Exercise details: Reproduce exactly the line containing "Identify each instance of the dry" and every line after it, through the last line of the records below; add nothing.

Material for this task:
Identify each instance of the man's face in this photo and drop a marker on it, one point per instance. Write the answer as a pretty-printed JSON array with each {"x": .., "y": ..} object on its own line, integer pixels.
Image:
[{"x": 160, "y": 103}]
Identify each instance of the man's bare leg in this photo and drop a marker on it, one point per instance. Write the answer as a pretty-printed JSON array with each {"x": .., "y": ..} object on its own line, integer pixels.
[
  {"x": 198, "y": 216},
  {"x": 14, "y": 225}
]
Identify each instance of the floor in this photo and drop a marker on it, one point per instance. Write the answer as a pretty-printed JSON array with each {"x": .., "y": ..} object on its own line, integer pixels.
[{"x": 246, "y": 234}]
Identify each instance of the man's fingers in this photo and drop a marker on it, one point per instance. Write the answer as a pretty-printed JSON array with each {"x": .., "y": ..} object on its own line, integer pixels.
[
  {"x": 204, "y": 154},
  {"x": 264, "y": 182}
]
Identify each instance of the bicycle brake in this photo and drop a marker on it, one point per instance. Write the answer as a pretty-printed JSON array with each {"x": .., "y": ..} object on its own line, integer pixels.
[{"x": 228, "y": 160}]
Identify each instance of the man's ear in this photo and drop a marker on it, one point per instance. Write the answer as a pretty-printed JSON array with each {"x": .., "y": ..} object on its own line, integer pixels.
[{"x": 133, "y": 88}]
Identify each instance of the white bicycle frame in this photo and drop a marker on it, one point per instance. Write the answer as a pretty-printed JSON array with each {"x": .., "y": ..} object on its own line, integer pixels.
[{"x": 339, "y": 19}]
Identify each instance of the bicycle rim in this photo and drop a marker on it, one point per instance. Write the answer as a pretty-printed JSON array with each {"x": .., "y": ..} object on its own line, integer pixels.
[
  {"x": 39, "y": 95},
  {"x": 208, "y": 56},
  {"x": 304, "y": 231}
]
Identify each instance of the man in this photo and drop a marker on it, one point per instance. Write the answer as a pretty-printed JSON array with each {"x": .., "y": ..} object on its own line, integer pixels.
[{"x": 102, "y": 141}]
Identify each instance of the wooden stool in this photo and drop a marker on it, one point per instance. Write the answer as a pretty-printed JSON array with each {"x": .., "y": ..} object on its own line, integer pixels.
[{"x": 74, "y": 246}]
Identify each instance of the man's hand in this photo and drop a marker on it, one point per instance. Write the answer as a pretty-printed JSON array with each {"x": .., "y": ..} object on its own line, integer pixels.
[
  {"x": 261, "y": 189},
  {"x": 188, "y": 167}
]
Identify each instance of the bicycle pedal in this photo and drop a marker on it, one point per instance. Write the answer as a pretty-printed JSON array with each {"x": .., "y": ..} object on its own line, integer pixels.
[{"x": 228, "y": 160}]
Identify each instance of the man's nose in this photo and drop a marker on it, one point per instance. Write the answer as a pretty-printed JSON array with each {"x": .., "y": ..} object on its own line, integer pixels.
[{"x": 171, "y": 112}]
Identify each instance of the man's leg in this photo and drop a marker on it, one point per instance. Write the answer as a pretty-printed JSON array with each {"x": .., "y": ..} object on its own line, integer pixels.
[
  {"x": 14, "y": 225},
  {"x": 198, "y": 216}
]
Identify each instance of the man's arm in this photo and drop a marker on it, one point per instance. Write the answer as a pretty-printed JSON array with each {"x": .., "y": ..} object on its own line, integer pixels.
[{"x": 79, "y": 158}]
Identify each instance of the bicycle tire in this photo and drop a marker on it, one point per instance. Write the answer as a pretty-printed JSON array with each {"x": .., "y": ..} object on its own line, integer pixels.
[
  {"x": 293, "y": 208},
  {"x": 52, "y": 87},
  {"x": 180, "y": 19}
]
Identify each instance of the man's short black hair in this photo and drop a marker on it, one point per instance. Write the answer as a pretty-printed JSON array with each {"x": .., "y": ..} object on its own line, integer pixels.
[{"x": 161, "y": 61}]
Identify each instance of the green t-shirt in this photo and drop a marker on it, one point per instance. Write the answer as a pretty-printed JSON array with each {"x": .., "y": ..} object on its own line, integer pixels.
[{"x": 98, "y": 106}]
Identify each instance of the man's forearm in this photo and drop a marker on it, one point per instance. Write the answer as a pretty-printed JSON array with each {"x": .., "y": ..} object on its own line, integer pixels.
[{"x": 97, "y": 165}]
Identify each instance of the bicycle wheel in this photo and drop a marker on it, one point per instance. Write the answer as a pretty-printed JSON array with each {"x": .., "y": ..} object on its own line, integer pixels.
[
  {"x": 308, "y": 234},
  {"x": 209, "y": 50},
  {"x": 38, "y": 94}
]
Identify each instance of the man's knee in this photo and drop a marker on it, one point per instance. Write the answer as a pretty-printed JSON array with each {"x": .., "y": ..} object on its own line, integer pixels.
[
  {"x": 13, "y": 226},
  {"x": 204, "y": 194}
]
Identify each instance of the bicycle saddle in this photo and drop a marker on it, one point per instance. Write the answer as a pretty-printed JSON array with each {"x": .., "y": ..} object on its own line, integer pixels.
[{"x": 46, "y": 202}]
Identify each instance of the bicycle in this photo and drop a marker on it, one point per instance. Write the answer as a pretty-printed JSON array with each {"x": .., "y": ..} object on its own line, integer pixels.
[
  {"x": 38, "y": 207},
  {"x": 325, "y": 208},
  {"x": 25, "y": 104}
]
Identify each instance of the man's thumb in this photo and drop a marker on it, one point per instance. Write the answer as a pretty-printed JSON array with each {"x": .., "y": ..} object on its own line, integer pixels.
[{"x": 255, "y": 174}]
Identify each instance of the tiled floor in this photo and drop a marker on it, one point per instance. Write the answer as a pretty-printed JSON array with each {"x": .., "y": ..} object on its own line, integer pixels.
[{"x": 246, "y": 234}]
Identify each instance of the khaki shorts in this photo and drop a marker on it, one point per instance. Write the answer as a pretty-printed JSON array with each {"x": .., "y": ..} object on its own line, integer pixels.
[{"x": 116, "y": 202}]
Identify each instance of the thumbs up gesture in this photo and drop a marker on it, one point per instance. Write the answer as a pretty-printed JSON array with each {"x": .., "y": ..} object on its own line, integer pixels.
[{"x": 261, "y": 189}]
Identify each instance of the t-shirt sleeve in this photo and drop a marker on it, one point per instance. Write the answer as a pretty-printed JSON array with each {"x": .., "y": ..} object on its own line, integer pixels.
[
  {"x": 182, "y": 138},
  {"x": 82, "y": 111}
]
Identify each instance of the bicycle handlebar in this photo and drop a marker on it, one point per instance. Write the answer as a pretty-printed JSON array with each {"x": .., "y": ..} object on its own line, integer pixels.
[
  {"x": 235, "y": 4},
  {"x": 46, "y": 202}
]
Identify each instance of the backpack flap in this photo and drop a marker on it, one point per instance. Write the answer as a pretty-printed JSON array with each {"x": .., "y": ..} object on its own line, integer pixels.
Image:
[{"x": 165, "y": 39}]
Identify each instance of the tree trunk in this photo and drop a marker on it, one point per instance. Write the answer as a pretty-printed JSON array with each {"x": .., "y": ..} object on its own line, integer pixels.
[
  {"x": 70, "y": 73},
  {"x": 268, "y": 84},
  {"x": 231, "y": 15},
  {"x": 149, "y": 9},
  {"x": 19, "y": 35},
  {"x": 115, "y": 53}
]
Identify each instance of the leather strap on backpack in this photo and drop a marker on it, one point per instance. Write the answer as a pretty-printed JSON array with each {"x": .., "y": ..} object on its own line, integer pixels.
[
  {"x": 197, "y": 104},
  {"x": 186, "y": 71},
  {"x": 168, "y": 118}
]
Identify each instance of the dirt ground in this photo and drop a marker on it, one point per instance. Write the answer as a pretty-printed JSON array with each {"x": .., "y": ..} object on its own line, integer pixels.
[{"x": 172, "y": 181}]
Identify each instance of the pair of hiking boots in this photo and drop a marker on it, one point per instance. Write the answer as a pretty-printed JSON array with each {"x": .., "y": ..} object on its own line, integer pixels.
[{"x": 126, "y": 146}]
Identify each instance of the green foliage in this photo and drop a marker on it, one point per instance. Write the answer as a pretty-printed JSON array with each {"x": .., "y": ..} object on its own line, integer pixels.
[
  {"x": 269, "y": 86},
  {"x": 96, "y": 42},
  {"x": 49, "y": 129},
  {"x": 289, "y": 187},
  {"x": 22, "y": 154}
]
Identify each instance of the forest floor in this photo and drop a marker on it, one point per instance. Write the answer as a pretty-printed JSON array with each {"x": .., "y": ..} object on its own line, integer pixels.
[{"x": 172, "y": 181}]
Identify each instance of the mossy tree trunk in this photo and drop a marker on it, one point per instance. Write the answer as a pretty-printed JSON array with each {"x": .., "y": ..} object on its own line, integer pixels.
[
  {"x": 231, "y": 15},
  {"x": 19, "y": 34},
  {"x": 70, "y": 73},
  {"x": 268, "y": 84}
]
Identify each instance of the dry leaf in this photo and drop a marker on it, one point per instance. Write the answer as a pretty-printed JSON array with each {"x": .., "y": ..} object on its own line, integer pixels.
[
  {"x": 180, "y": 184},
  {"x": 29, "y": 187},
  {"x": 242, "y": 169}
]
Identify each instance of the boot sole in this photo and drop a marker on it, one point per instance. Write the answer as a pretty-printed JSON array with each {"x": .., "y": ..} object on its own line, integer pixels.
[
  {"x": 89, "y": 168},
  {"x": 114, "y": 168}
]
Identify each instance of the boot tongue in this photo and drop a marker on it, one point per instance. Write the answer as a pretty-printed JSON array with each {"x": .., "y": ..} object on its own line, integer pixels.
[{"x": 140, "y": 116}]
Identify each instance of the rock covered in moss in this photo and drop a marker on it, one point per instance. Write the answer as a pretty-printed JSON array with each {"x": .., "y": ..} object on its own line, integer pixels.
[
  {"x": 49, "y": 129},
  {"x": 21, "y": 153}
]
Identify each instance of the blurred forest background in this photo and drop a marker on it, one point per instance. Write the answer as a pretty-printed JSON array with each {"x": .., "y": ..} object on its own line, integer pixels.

Output below:
Identify each instance of the dry leaf in this photo and drop a marker on it, one point per instance. Write the answer as a pretty-printed JSON array with each {"x": .., "y": ..} object on its own line, integer pixels.
[
  {"x": 180, "y": 184},
  {"x": 29, "y": 187},
  {"x": 242, "y": 169}
]
Identify each instance of the boot sole in this photo and drop a marker on it, one point per instance. Write the answer as a pretty-printed JSON array with each {"x": .., "y": ..} object on its own line, integer pixels.
[
  {"x": 89, "y": 168},
  {"x": 114, "y": 168}
]
Identify each instance of the boot tongue in this photo and drop a marker on it, one point per instance. Write the answer as a pretty-printed JSON array with each {"x": .., "y": ..} object on its own line, integer pixels.
[{"x": 140, "y": 116}]
Identify each instance of the rock covered in moss in this photo and drop a marker on it, one point per instance. Write the answer as a pretty-printed JSON array with each {"x": .., "y": ..} object on its own line, integer pixels.
[
  {"x": 49, "y": 129},
  {"x": 21, "y": 153}
]
Identify each instance of the blurred forest background in this photo and drop a marker on it, one point per instance. Write the answer as a pretty-printed JSON array with each {"x": .., "y": ..} object on its own line, integer pixels.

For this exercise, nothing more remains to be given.